[Work instructions]
Copy out, unchanged, the lines from the start of the entries through the line that contains "156;245;200;300", including that final line.

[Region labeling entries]
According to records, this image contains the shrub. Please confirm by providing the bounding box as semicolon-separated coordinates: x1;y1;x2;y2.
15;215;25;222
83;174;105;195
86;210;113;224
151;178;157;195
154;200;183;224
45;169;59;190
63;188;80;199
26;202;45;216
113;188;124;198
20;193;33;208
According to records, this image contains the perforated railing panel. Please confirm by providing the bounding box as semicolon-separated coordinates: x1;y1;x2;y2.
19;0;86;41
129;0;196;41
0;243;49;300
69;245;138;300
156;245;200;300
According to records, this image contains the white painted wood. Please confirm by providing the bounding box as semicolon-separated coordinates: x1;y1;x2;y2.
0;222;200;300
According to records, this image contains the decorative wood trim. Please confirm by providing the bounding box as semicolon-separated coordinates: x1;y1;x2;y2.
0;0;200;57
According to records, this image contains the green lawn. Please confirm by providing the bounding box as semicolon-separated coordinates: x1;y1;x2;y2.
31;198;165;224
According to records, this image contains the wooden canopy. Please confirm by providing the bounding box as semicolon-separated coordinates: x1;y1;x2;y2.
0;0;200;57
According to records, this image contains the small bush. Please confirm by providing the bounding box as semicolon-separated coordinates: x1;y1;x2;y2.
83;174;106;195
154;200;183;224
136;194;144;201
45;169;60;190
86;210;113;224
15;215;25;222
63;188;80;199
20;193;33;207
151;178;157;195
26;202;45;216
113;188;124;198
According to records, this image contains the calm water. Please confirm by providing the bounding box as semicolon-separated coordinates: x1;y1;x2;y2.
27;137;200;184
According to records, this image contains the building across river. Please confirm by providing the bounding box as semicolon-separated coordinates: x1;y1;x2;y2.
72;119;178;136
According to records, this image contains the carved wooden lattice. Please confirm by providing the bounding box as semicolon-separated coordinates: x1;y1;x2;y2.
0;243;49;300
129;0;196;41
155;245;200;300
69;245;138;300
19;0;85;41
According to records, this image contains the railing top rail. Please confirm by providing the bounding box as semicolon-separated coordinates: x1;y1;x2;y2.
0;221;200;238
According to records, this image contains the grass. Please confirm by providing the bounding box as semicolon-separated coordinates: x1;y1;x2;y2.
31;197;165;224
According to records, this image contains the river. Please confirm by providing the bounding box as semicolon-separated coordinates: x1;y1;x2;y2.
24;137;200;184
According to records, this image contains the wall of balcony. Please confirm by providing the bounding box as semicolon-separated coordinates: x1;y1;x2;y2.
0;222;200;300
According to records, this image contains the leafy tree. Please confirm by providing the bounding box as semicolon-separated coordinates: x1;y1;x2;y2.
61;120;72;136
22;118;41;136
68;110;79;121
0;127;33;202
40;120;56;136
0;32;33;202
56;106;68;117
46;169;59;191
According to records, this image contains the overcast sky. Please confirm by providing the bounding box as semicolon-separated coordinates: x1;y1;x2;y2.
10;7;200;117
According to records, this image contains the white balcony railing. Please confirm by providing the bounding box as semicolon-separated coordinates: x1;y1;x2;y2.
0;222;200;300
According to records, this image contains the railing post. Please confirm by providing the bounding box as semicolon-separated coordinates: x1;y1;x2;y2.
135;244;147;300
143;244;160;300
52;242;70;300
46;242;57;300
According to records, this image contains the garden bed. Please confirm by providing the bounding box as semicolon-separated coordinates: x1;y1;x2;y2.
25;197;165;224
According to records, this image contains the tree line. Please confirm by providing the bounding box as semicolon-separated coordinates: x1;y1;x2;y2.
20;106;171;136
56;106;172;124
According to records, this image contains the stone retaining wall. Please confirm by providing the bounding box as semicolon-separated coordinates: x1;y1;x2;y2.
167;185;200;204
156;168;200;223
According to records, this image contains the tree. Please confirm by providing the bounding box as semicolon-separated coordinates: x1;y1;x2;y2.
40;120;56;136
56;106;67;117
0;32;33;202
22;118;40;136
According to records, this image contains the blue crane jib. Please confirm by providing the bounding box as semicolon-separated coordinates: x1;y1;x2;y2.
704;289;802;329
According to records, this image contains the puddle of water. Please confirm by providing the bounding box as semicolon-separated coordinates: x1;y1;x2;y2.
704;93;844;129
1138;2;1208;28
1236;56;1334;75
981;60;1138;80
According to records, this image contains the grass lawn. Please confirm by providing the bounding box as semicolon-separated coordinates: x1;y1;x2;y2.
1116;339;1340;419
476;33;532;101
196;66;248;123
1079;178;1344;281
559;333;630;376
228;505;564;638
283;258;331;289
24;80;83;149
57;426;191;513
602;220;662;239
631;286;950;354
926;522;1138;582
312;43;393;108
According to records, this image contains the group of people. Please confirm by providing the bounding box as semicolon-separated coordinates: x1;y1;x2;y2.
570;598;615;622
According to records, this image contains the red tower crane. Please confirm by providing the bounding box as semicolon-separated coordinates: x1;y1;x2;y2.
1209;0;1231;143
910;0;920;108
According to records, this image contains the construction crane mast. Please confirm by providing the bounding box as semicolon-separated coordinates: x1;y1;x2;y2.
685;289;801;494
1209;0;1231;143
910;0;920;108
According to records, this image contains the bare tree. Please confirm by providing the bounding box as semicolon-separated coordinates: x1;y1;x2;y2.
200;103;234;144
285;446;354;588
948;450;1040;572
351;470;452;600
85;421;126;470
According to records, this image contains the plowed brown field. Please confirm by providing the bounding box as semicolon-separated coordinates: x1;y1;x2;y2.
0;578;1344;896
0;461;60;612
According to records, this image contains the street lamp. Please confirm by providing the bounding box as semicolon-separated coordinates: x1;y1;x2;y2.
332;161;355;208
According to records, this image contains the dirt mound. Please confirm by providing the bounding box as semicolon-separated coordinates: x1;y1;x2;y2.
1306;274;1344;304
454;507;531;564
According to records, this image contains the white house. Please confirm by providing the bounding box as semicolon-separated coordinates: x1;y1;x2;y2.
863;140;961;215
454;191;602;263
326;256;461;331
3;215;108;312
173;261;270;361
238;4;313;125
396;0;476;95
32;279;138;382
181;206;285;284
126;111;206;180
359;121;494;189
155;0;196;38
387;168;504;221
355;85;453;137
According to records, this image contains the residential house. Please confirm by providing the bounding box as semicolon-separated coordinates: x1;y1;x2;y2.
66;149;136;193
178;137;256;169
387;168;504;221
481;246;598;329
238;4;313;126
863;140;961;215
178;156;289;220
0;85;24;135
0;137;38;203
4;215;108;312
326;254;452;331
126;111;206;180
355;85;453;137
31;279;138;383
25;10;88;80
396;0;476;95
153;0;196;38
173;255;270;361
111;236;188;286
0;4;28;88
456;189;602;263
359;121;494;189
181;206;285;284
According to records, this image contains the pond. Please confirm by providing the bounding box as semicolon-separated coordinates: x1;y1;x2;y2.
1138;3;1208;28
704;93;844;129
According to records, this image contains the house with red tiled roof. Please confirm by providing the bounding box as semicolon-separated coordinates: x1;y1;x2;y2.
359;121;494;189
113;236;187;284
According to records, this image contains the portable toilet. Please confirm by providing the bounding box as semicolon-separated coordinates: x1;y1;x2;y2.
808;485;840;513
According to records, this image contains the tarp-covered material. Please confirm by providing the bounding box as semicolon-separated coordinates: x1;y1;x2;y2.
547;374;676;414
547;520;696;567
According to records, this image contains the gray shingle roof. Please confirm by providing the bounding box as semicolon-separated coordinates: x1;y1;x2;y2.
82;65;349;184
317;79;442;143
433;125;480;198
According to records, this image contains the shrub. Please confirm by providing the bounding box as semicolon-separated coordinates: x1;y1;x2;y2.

[Output of the task]
According to records, this image contains the shrub. Please confirm by providing the bounding box as semicolon-separated coordinates: x1;y1;x2;y2.
15;215;25;222
83;174;105;195
86;210;113;224
151;178;157;195
154;200;183;224
45;169;59;190
63;188;80;199
26;202;45;216
113;188;124;198
20;193;33;208
According to records, this image contains the perforated railing panel. Please confirm by providing the bounding box as semicolon-separated coordinates: x1;y1;x2;y2.
19;0;86;41
129;0;196;41
0;243;49;300
69;245;138;300
156;245;200;300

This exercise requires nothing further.